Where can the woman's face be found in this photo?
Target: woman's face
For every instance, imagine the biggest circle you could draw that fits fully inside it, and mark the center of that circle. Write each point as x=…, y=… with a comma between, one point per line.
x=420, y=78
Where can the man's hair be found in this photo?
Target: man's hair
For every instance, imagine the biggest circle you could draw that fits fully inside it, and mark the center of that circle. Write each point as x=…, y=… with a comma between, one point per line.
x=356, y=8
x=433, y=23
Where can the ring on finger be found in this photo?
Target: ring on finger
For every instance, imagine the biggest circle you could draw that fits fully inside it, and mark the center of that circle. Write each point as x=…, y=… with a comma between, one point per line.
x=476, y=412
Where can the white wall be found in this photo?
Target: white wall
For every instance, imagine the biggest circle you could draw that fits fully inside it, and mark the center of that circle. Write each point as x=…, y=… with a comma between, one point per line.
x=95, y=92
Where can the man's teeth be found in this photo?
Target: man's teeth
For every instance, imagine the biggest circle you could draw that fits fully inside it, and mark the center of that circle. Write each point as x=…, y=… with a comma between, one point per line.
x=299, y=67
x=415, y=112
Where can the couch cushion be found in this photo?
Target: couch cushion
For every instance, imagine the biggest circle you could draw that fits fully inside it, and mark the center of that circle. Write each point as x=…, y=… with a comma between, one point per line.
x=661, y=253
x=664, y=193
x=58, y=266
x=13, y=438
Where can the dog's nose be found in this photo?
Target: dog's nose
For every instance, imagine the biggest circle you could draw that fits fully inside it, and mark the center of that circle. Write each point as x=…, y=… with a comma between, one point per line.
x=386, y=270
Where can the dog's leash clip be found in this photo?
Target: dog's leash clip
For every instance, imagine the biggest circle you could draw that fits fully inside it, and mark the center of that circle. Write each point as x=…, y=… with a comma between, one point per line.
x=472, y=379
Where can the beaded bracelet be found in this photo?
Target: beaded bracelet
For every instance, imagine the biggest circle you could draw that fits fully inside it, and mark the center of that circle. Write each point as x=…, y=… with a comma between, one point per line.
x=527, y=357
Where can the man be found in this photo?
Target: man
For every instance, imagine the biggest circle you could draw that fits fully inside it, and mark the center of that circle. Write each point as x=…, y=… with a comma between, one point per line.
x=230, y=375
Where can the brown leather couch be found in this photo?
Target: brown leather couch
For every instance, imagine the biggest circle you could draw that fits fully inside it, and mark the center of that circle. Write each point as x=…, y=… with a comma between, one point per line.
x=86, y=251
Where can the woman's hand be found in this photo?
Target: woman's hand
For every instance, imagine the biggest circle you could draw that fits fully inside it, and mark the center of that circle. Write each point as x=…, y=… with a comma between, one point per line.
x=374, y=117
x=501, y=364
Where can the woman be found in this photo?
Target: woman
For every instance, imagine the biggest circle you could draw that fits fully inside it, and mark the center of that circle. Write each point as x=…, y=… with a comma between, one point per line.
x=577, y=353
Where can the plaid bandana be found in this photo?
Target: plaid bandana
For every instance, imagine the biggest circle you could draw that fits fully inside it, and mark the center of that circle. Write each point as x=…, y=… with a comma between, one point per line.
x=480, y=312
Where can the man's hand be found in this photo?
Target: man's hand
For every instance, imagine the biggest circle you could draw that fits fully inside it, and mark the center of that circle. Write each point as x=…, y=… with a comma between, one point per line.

Directive — Copy out the listing again from its opening line down to and including the line containing "x=472, y=379", character for character.

Answer for this exercise —
Where can the woman's face be found in this photo?
Target: woman's face
For every instance, imagine the biggest circle you could draw that fits fully inside it, and mark the center of that circle. Write each point as x=…, y=… with a comma between, one point per line.
x=420, y=78
Where can the man's hair be found in this photo?
Target: man's hair
For every instance, imagine the biggest circle you could draw that fits fully inside it, and mark the center of that circle. Write each point as x=…, y=… with a comma between, one point per line.
x=356, y=8
x=433, y=23
Where can the ring on finger be found in this photo?
Target: ring on finger
For every instance, imagine the biggest circle you could draw that fits fully inside it, and mark the center of that circle. Write each point as x=…, y=… with a comma between, one point per line.
x=476, y=412
Where can the white wall be found in this photo?
Target: white wall
For every instance, imagine the biggest circle you could draw that fits fully inside it, and mark the center of that circle. Write each point as x=…, y=… with a comma between, one point per line.
x=95, y=92
Where can the man's teeth be found in this photo?
Target: man's teeth
For every instance, imagine the biggest circle you could draw that fits fully inside it, and mark the center of that circle. Write each point as x=…, y=… with a comma between, one point per line.
x=299, y=67
x=415, y=112
Where can the couch cushion be found in this photo?
Target: couch cushion
For every instance, imagine the biggest circle you could draw that fits fully inside it, and mark the center of that circle. Write each point as x=…, y=… with a comma between, one point per line.
x=661, y=253
x=664, y=193
x=58, y=266
x=13, y=438
Where can the dog's nose be found in this photo?
Target: dog's nose
For every instance, imagine the biggest circle you could draw that fits fully inside it, and mark the center of that circle. Write each point as x=…, y=… with a comma between, one point per line.
x=386, y=270
Where can the dog's leash clip be found in this photo?
Target: dog's leash clip
For every instance, imagine the biggest circle you could draw that fits fully inside it, and mark the center of that circle. Write each point as x=…, y=… with a comma between, one point per line.
x=472, y=379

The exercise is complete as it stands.